--- Provided material ---

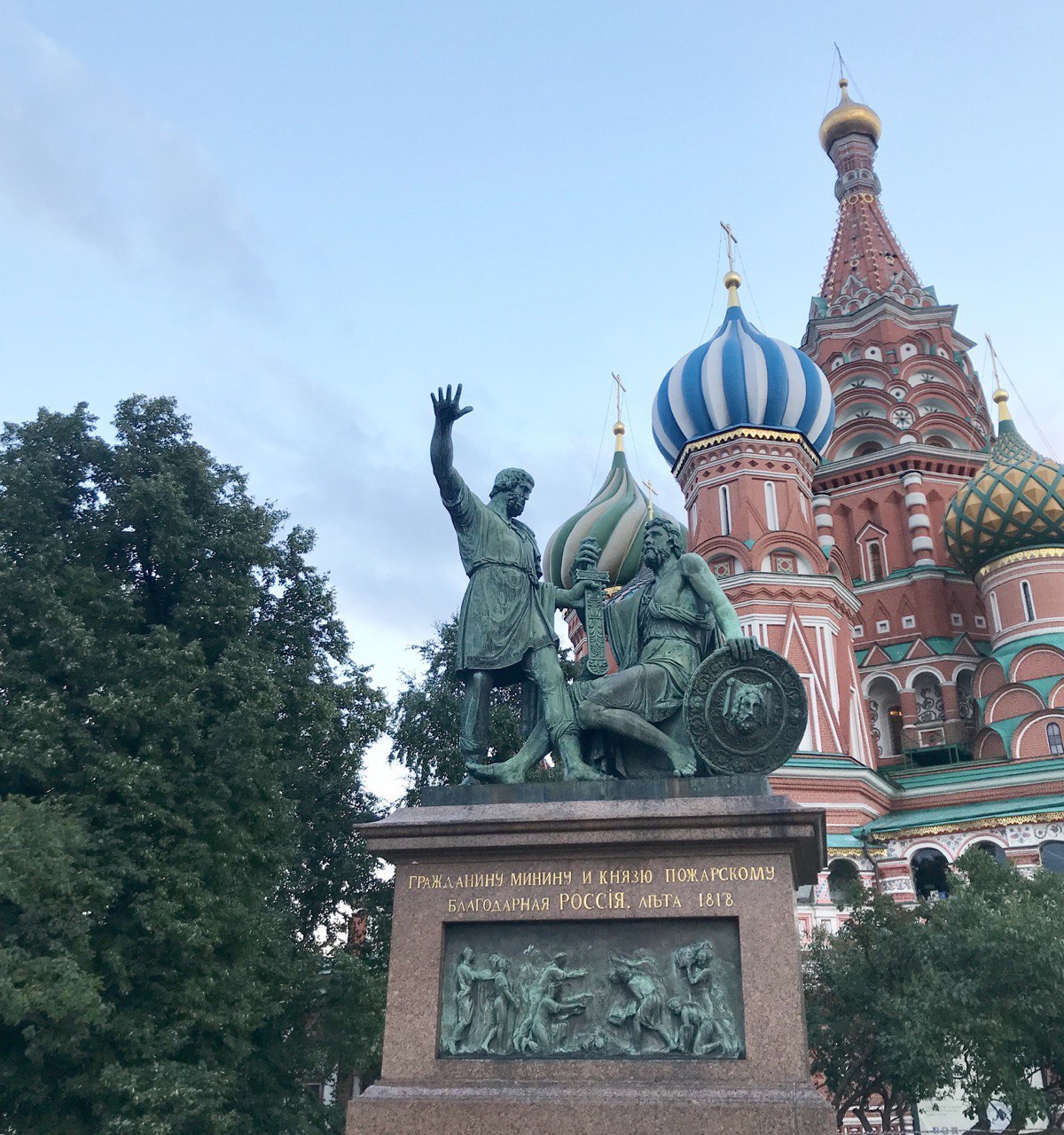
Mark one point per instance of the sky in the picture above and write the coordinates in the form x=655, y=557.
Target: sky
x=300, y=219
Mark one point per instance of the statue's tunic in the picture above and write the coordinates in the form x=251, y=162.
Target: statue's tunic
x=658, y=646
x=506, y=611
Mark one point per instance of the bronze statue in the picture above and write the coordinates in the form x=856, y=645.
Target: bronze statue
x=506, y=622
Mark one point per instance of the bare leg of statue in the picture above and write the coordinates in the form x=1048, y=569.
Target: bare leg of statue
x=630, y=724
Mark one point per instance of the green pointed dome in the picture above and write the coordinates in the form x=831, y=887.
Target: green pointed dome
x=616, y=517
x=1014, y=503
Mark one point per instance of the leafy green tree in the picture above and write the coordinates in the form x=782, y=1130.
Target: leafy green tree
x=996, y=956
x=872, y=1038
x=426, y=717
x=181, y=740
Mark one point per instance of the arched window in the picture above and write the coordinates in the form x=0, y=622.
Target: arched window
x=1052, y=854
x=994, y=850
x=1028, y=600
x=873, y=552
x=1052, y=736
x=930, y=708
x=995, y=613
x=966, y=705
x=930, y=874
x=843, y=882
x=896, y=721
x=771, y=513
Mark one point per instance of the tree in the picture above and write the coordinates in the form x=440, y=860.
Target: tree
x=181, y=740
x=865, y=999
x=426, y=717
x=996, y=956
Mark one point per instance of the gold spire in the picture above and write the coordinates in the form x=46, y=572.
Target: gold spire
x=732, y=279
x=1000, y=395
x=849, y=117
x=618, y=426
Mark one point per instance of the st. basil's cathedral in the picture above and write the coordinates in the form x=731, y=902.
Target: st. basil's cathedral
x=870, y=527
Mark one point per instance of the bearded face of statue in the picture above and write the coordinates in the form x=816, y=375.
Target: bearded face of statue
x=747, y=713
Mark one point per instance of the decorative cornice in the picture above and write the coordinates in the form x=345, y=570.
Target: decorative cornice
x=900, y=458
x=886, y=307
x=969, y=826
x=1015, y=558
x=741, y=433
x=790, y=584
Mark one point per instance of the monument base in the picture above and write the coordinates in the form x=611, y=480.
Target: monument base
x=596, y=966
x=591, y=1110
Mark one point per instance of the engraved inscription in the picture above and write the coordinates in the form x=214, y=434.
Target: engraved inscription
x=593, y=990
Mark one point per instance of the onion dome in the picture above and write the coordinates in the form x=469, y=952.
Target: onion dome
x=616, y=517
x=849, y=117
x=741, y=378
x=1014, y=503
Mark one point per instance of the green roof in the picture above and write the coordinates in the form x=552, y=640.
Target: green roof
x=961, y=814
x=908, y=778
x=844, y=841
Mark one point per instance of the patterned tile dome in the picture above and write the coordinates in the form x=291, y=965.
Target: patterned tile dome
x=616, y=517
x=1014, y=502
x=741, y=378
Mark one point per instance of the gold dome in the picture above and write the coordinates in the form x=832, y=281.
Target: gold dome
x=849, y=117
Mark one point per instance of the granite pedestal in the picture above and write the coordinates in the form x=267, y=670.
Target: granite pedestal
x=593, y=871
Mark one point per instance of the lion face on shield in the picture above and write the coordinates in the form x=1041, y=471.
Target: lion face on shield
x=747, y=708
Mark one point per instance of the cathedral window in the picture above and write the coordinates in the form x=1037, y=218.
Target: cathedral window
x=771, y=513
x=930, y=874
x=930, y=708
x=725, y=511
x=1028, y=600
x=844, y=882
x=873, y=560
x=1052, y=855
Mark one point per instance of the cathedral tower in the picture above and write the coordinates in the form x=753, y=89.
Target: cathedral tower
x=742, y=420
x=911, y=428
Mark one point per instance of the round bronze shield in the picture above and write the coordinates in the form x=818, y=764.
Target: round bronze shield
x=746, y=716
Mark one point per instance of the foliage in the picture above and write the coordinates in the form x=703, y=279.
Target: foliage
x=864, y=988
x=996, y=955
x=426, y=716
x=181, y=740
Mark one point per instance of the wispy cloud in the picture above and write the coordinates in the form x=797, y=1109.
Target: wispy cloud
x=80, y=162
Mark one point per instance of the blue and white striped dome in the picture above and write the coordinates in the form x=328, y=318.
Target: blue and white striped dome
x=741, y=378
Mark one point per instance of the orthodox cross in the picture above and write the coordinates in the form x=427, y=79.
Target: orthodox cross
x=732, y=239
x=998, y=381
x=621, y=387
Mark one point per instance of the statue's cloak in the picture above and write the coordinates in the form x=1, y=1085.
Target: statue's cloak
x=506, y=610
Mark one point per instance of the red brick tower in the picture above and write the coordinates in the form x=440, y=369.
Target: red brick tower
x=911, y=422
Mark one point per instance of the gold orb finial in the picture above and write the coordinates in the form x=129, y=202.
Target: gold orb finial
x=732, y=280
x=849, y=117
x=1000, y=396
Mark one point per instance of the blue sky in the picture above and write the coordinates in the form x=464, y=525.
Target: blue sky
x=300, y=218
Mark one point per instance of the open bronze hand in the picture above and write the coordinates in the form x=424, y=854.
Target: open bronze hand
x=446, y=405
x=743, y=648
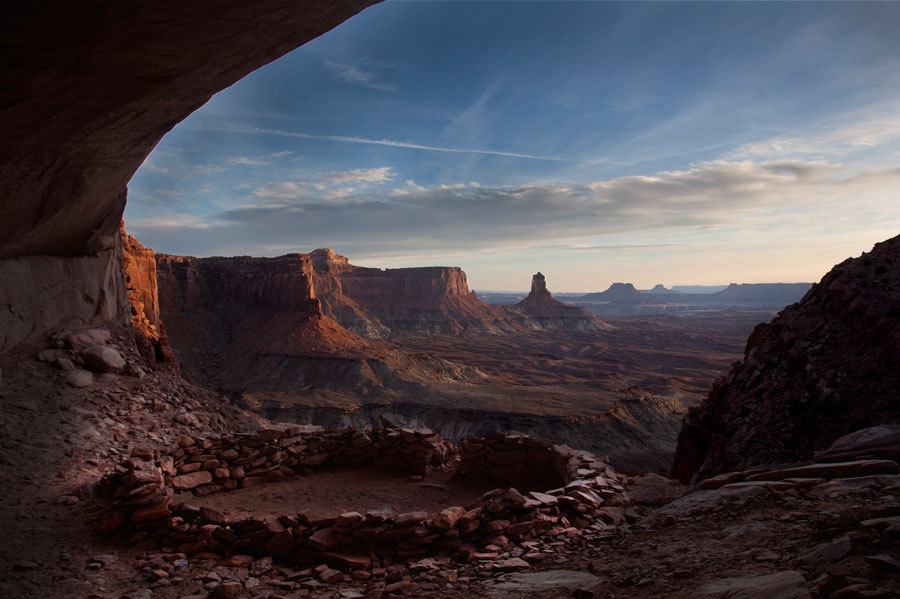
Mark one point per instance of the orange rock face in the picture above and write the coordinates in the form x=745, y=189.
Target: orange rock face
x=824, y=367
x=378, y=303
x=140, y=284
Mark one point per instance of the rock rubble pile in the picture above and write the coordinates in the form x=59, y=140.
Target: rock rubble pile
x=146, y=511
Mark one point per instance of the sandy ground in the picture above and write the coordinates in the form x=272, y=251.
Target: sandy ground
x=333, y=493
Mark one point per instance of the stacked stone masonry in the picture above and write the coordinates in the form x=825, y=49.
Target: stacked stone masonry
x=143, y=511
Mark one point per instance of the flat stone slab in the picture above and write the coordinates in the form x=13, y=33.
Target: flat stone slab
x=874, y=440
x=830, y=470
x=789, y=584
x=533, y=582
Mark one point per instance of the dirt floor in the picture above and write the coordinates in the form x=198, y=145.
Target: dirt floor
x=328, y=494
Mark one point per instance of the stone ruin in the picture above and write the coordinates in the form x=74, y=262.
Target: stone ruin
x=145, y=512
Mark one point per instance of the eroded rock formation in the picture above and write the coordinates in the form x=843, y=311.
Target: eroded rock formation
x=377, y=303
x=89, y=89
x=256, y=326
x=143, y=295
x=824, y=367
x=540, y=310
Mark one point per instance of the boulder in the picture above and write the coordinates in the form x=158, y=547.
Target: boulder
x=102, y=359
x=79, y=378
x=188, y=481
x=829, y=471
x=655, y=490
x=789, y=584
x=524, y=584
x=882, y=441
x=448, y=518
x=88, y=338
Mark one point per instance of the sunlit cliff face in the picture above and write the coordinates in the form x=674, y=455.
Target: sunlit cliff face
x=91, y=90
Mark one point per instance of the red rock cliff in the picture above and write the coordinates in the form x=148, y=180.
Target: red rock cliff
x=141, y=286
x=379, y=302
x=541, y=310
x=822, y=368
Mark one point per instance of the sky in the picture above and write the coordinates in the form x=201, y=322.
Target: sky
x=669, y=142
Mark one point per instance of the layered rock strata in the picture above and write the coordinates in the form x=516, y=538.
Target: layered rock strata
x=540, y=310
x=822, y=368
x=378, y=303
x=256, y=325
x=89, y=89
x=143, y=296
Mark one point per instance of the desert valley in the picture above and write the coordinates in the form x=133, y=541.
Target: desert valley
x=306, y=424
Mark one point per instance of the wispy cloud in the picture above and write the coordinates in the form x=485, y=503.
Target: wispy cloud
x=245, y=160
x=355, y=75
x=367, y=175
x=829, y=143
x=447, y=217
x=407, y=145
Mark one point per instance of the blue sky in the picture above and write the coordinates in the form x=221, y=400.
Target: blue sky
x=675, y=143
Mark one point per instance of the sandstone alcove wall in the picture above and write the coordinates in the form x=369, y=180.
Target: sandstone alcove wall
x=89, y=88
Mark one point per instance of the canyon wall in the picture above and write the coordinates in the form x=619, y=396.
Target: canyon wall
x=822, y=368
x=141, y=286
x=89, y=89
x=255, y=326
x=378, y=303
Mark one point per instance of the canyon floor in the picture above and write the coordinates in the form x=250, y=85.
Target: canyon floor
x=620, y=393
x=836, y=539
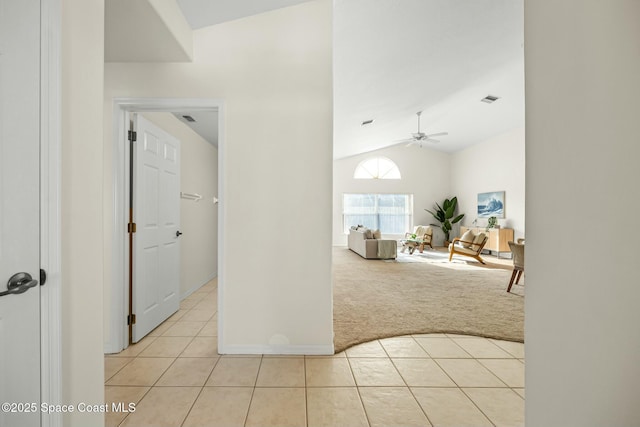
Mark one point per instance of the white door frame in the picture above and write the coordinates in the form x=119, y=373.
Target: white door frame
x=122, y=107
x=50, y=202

---

Required work. With the line that has "Target: engraved inscription" as the first and the line that has "Mark one point per instance of the round" as the last, repeat exactly that run of lines above and no more.

Written reply.
Target: engraved inscription
x=593, y=990
Mark one point per instance of the onion dome in the picture above and write the coordinates in the form x=469, y=952.
Target: onion dome
x=616, y=517
x=849, y=117
x=741, y=378
x=1014, y=503
Mark one point per instance of the green roof in the picture above and write the coordinates in the form x=552, y=640.
Target: green roof
x=961, y=814
x=908, y=778
x=844, y=841
Mark one point per instance of the patterned tile dome in the picture above and write the coordinates in the form x=291, y=965.
Target: patterned tile dome
x=616, y=517
x=1014, y=502
x=741, y=378
Mark one point per instance of the gold dome in the picture above and write the coordinates in the form x=832, y=281.
Target: gold dome
x=849, y=117
Mark one point per instance of the granite pedestal in the picture above and write the coordinates in the form x=267, y=670.
Target: granite pedestal
x=593, y=871
Mark one point per instance of the lion face on shield in the picture above and write the coordinates in the form x=1041, y=471.
Target: lion face on shield
x=747, y=708
Mark one point per instance of the cathedral window in the picture above and write the coordinates in the form x=1037, y=218.
Target: cathedral window
x=771, y=513
x=930, y=874
x=930, y=708
x=725, y=511
x=1028, y=600
x=844, y=882
x=873, y=560
x=1052, y=855
Mark one point per instance of the cathedral tower in the picture above and write the coordinates in the form x=753, y=89.
Target: cathedral tower
x=742, y=420
x=911, y=428
Mark one point per instance of the round bronze shield in the picture above and write the coordinates in the form x=818, y=764.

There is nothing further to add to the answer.